::: THE INPUT :::

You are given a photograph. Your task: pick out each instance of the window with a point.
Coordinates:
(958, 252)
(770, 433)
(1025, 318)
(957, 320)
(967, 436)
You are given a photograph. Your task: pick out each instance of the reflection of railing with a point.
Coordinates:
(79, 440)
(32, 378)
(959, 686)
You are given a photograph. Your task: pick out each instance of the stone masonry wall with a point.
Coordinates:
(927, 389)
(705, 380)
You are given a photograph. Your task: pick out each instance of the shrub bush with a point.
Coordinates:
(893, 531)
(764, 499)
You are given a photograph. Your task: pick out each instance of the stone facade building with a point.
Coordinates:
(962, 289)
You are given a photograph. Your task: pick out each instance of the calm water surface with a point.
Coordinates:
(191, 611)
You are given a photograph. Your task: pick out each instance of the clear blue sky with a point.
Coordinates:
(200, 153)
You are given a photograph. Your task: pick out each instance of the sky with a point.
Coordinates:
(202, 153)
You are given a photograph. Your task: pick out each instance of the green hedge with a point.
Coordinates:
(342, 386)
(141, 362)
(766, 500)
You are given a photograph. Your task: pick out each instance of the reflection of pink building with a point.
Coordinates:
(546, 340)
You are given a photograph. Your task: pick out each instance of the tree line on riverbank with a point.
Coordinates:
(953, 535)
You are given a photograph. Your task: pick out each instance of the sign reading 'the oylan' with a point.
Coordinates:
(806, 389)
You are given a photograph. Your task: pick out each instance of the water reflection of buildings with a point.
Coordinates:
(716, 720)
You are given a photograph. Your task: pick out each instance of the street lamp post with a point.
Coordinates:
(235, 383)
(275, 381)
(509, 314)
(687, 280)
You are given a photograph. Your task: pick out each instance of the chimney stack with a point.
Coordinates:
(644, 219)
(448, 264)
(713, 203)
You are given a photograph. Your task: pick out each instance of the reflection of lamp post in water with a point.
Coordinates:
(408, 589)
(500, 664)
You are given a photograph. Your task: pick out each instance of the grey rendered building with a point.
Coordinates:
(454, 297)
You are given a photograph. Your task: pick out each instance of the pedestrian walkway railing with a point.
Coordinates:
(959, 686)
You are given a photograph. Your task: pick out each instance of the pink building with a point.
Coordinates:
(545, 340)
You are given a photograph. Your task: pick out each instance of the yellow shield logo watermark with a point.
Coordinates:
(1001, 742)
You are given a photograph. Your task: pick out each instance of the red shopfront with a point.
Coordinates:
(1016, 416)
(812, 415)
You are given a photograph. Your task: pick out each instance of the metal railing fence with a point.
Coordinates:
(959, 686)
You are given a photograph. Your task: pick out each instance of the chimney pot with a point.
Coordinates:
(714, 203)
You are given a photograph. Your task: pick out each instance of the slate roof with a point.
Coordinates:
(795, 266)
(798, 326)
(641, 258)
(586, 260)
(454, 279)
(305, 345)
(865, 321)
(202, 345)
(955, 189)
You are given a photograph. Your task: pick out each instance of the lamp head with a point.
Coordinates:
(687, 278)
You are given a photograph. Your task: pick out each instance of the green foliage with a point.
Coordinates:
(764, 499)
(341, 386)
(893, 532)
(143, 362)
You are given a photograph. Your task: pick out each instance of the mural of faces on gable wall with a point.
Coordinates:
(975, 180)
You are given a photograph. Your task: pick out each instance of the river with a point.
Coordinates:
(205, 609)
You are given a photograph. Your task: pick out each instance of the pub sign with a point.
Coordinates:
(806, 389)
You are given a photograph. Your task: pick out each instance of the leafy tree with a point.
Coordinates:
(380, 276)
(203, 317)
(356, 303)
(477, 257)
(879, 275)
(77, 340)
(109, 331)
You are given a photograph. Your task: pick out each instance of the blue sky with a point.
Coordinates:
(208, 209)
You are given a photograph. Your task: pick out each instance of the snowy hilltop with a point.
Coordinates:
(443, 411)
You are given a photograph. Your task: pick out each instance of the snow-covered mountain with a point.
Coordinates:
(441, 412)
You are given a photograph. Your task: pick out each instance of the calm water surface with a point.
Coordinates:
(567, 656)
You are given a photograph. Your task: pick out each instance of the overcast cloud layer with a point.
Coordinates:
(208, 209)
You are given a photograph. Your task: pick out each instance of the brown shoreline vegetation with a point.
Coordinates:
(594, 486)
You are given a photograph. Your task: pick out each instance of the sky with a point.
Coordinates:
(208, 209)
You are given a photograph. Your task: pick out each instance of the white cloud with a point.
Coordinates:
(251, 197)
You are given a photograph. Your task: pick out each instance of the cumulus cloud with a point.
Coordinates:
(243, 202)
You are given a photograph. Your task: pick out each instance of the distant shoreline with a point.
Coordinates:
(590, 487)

:::

* [WHAT YOU NEED TO DO] What you write must match the records above exactly, line for line.

* [RESULT OF THIS EXERCISE]
You are given a photograph. Your task: pick out each instance of the window with a point.
Coordinates:
(958, 252)
(770, 433)
(1025, 318)
(957, 320)
(967, 436)
You are given a photograph. Your task: pick out each instance of the reflection of railing with a point.
Coordinates:
(79, 440)
(32, 378)
(959, 686)
You are given a photograph. Your task: pick out each instance of the stone masonry wall with a point.
Coordinates:
(927, 389)
(705, 380)
You are given a photograph. Your task: pick out each instance of the shrub bush with a point.
Coordinates:
(893, 531)
(764, 499)
You are given a photograph. Your task: pick out each instance of the stone facade building with a point.
Coordinates:
(962, 289)
You are given a photograph. Your task: pick out each instance of the calm water surface with a point.
Coordinates:
(191, 611)
You are given a photograph. Your task: pick out each instance of the clear blue sky with a point.
Coordinates:
(200, 153)
You are given a photograph. Your task: pick out each instance of the sky with a point.
Coordinates:
(202, 153)
You are given a photograph. Your task: pick out each instance of the green hedge with a point.
Coordinates:
(342, 386)
(141, 362)
(766, 500)
You are given a photograph. Your task: pick out each instance of the reflection of pink building with a point.
Coordinates:
(546, 340)
You are given a photograph. Your task: pick out each instance of the tree line on riverbank with a point.
Coordinates:
(953, 535)
You are given a photograph. Your task: pick out each instance of the sign reading 'the oylan' with a point.
Coordinates:
(806, 389)
You are given a photograph. Your task: pick out each instance of the water reflection of buildings with a point.
Coordinates:
(716, 720)
You are given a photograph. Your task: pick out each instance of the street lamp post with a point.
Coordinates:
(235, 383)
(275, 381)
(509, 314)
(687, 280)
You are given a photograph. Your task: pick out each instance of the chimney stack with a point.
Coordinates:
(644, 219)
(448, 264)
(713, 203)
You are given a photograph. Your task: pick out each instance of the reflection of lamp post in water with a point.
Coordinates:
(408, 589)
(500, 664)
You are given a photograph. Your task: pick out each instance of the grey rendered building with a point.
Coordinates:
(454, 297)
You are given a photograph. Your task: pick out each instance of the pedestrian walkway railing with a point.
Coordinates:
(959, 686)
You are given a photograph. Your task: pick out each instance of the pink building with a point.
Coordinates:
(545, 340)
You are given a photograph. Your task: pick out each instance of the yellow shield logo watermark with a point.
Coordinates:
(1001, 742)
You are given a photograph. Your task: pick out each instance of the red shopfront with a point.
Coordinates:
(1016, 416)
(812, 415)
You are given a photograph. Your task: pick out each instance of the metal railing fence with a point.
Coordinates:
(959, 686)
You are given a photograph. Your task: pick out each instance of the chimney pot with a point.
Coordinates:
(714, 203)
You are given a photograph. Your task: pick out each instance of the slate roof with a point.
Coordinates:
(795, 266)
(798, 326)
(641, 258)
(586, 260)
(454, 279)
(305, 345)
(865, 321)
(202, 345)
(955, 189)
You are given a photograph. Your task: pick out each instance of the lamp head with a point.
Coordinates:
(687, 278)
You are given a photograph. Your task: pick out each instance of the green foliage with a point.
Coordinates:
(764, 499)
(341, 386)
(893, 532)
(143, 362)
You are given a photograph. Your task: pick out each instance of the mural of faces on gable wall with a point.
Coordinates:
(975, 180)
You are given a photograph. Your task: pick out each instance of the river with a point.
Coordinates:
(205, 609)
You are given a photograph. Your task: pick out each instance of the pub sign with a point.
Coordinates:
(806, 389)
You are given a photograph. Your task: pick out each instance of the leafy tree with a point.
Coordinates:
(380, 276)
(203, 317)
(356, 303)
(477, 257)
(879, 275)
(77, 340)
(109, 331)
You are given a photograph. Your task: pick out each instance of the blue sky with a point.
Coordinates:
(208, 209)
You are given a photograph. Your task: pick out each instance of the snowy hilltop with a point.
Coordinates:
(443, 411)
You are given a photograph. Your task: pick out each instance of the snow-covered mountain with a point.
Coordinates:
(441, 412)
You are given a photograph. Your task: pick out each instance of the calm water surface with a point.
Coordinates:
(567, 656)
You are given a photograph. Your task: pick out each instance of the overcast cloud layer with a point.
Coordinates:
(208, 209)
You are given a photograph. Your task: pick out each instance of the brown shoreline vegetation with a point.
Coordinates:
(594, 486)
You are given a photograph. Your task: pick out each instance of the sky with a point.
Coordinates:
(208, 209)
You are given a photograph. Your task: pick out each instance of the white cloud with a point.
Coordinates:
(251, 197)
You are given a photograph. Your task: pick out each instance of the cumulus cloud with a point.
Coordinates:
(243, 202)
You are given a photograph. Your task: pick out each instance of the distant shoreline with a point.
Coordinates:
(590, 487)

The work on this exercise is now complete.